▶ Task goal
Please return each of the entries that follow, unchanged in every word.
--------
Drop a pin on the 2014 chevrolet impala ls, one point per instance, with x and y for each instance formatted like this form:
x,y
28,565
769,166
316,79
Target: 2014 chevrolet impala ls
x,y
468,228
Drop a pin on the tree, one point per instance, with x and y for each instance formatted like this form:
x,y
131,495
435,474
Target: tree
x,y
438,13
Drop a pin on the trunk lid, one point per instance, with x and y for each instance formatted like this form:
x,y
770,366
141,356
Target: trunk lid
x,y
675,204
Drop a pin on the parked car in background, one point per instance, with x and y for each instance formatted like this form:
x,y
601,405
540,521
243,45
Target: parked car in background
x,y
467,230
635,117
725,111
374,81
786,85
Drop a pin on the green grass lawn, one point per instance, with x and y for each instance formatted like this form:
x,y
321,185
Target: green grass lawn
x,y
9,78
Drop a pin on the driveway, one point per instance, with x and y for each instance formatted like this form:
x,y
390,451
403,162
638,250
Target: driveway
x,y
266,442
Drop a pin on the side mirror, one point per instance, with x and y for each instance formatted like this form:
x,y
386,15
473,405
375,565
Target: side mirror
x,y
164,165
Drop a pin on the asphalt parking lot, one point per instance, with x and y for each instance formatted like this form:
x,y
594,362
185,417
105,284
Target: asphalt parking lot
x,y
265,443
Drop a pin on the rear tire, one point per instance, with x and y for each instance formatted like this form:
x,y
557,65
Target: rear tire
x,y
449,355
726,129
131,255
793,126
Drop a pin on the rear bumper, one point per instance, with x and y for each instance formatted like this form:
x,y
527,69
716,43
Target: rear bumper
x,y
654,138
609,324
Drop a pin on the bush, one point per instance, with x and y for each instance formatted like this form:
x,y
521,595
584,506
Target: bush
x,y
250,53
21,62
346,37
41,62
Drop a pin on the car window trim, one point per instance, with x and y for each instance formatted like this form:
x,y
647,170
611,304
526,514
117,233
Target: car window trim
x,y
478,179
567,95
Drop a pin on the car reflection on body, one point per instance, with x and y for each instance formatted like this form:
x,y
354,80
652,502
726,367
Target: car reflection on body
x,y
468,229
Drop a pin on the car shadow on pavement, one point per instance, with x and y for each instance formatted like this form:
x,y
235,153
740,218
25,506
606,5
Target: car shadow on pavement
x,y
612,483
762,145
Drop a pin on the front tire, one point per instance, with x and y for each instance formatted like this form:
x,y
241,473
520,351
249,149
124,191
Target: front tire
--------
▶ Solution to this problem
Drop a pin on the 2014 chevrolet impala ls, one point per instance, with x and y for each instance formatted like this form:
x,y
28,565
769,166
316,79
Target: 2014 chevrolet impala ls
x,y
468,228
Drop a pin on the tree, one point per instance, with x and y for each instance formatted like this form:
x,y
131,495
435,474
Target: tree
x,y
438,13
Drop a pin on the trunk lid, one point per instance, with x and y for each instance formatted like this form:
x,y
770,366
141,356
Target: trunk lid
x,y
675,204
Drop a pin on the parked car in background, one point per instance, with x and y for each instance formatted like this form:
x,y
601,405
540,521
243,45
Target: parked car in background
x,y
467,230
635,117
725,111
374,81
786,85
Drop a pin on the green grass lawn, one point per instance, with x and y for each instance formatted like this form:
x,y
321,185
Target: green grass lawn
x,y
9,78
Drop a pin on the driveway, one point per instance, with x and y for each instance formatted like this form:
x,y
390,451
403,162
638,250
Target: driveway
x,y
266,442
Drop a pin on the side mirror, one point per instance, with x and y for each instance formatted like this form:
x,y
386,15
473,405
375,565
Target: side mirror
x,y
164,165
Drop a pin on the asphalt parking lot, one point per instance, with x and y for each instance formatted like this form:
x,y
594,362
185,417
105,284
Target: asphalt parking lot
x,y
265,443
Drop a pin on the rear tire, one point per instance, with x and y for each instance formatted like this form:
x,y
557,65
Target: rear tire
x,y
449,355
726,129
131,255
793,126
Drop a pin on the rear bumper, one point per instance, with x and y for each instance formatted like this form:
x,y
527,69
716,43
Target: rear bumper
x,y
654,138
609,324
Drop a pin on the bush, one point per instance, with x and y for each instance formatted like this form:
x,y
521,595
584,506
Target: bush
x,y
250,53
21,62
346,37
41,62
Drop a pin on the car window trim, one point per instance, with x and y for each instance formatted like this form:
x,y
647,170
611,304
526,514
117,233
Target: car window trim
x,y
478,179
567,95
Drop a pin on the car reflection on body, one point per instance, with x and y for each instance formatted like this form:
x,y
354,80
652,502
726,367
Target: car reflection on body
x,y
468,229
Drop a pin on the car shadow on pavement, one point per instance, with x and y for each instance formatted like this form:
x,y
235,153
740,218
25,506
606,5
Target: car shadow on pavement
x,y
612,483
762,145
Drop a pin on the front tire, one point per instance, with x and y for each instance formatted like this form:
x,y
241,473
520,351
249,149
124,191
Target: front tire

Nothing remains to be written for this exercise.